> **WHAT YOU WILL DO**: Each line from the one containing "wooden bench visible" through the end of the entries below must be output exactly; no other line belongs.
┌─ WORKING DATA
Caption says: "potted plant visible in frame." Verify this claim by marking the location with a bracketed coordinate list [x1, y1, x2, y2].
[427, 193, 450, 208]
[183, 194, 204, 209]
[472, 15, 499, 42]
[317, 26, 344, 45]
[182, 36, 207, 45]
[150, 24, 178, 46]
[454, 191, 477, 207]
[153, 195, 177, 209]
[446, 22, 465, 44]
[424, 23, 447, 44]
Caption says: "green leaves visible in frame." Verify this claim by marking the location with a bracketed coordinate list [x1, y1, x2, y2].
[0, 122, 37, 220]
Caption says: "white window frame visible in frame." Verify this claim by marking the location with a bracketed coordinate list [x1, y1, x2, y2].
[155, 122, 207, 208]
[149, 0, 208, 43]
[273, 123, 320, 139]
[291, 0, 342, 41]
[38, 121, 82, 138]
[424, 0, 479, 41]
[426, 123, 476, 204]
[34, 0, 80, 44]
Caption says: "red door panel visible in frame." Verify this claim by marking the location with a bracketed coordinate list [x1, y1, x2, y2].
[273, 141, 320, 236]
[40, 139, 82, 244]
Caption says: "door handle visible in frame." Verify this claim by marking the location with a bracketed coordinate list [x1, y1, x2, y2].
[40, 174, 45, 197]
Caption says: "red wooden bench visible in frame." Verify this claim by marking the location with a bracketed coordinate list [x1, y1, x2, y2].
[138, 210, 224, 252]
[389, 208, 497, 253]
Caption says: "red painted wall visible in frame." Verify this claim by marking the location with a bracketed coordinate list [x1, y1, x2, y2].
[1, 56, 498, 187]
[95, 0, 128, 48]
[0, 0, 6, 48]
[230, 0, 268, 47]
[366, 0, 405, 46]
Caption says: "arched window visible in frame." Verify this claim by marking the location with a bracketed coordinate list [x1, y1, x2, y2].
└─
> **RESPONSE BELOW**:
Caption says: "red wooden bench visible in frame." Verify this claim by marking the location with a bracketed coordinate list [x1, y1, x2, y2].
[138, 210, 224, 252]
[389, 208, 497, 253]
Caption says: "red painted wall visible in frame." Verify this claim by marking the location with a bracketed coordinate list [x1, y1, x2, y2].
[1, 56, 498, 187]
[95, 0, 128, 48]
[0, 0, 6, 48]
[230, 0, 268, 47]
[366, 0, 405, 46]
Caption says: "arched window visible in frame." Verify this claim by marking the location with a bracketed coordinate list [x1, y1, x2, y2].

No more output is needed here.